◆ Work to do: Reproduce verbatim the lines of the listing below, from the line holding "Check that every instance of the grey" through the line holding "80], [301, 212]]", with both of those lines included.

◆ Records shown:

--- start ---

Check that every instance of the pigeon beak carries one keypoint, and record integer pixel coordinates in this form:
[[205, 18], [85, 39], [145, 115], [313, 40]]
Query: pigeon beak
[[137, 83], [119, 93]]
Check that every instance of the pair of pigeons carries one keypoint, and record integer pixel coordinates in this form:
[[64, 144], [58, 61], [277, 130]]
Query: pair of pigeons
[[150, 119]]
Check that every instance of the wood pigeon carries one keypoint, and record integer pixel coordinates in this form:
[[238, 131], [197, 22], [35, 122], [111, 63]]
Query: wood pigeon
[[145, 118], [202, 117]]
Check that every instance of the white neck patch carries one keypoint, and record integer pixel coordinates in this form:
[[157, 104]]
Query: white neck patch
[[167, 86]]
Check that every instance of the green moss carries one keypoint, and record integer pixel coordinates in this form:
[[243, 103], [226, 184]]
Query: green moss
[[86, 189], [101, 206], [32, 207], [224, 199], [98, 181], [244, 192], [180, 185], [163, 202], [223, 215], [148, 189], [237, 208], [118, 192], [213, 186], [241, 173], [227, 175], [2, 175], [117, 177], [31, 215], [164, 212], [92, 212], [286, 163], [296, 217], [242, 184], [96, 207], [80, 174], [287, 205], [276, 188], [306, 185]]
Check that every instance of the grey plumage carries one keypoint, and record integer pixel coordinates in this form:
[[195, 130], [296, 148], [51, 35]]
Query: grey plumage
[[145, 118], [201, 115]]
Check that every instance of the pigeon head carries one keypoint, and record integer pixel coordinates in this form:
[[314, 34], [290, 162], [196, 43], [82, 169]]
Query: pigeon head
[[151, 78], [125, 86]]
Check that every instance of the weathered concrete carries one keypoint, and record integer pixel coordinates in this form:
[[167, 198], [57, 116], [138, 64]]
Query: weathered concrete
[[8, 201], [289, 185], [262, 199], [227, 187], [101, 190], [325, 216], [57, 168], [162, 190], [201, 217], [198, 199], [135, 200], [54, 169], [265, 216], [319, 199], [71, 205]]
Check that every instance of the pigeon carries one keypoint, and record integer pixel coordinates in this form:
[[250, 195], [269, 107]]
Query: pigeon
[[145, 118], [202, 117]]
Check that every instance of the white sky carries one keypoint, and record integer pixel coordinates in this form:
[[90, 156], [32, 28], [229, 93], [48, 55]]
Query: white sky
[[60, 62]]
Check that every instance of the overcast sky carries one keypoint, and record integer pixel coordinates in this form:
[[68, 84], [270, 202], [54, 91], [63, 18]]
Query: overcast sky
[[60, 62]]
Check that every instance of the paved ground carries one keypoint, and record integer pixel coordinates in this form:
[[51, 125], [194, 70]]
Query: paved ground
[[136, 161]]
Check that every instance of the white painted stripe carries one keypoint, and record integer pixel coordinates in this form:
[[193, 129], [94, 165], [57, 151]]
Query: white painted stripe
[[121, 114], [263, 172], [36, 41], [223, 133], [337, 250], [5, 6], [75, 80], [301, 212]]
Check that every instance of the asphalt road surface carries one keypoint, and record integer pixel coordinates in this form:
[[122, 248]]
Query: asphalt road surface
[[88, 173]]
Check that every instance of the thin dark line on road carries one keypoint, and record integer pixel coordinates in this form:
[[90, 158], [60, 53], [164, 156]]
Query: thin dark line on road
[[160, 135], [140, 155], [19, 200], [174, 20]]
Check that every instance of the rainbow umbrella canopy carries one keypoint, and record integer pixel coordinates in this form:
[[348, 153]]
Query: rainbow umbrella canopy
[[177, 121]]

--- end ---

◆ Result of the task:
Check that every instance of the grey plumage carries one keypoint, and record integer pixel coordinates in this form:
[[195, 130], [296, 148], [51, 35]]
Query: grey plumage
[[145, 118], [201, 115]]
Check that every instance of the pigeon head carries one keypoint, and record integer pixel coordinates in this form:
[[314, 34], [290, 162], [196, 43], [82, 169]]
Query: pigeon head
[[151, 78], [125, 86]]
Check that every instance of the weathered concrete carries one keypoint, and record integer pixel coordinates in this form:
[[167, 198], [57, 116], [138, 64]]
Query: weathered concrete
[[8, 201], [289, 185], [262, 199], [227, 187], [101, 190], [325, 216], [57, 168], [162, 190], [201, 217], [198, 199], [135, 200], [54, 169], [265, 216], [319, 199], [71, 205]]
Check that every instance of the pigeon carries one keypoint, and record integer pixel coordinates in this form:
[[250, 195], [269, 107]]
Query: pigeon
[[145, 118], [202, 117]]
Check that every instance of the white sky carries one keypoint, and record integer pixel coordinates in this form:
[[90, 156], [32, 28], [229, 93], [48, 55]]
Query: white sky
[[60, 62]]
Check that every instance of the overcast sky carries one keypoint, and record integer pixel coordinates in this form:
[[68, 84], [270, 202], [54, 91], [63, 18]]
Query: overcast sky
[[60, 62]]
Check that every instance of the paved ground carries one keypoint, and record integer pixel coordinates in this form:
[[51, 125], [194, 70]]
Query: paved ground
[[136, 161]]
Check that every instance of the white painted stripe carries one keypoint, and record integer pixel coordinates in this form:
[[193, 129], [94, 165], [57, 151]]
Query: white painted stripe
[[121, 114], [263, 172], [36, 41], [223, 133], [337, 250], [5, 6], [75, 80], [301, 212]]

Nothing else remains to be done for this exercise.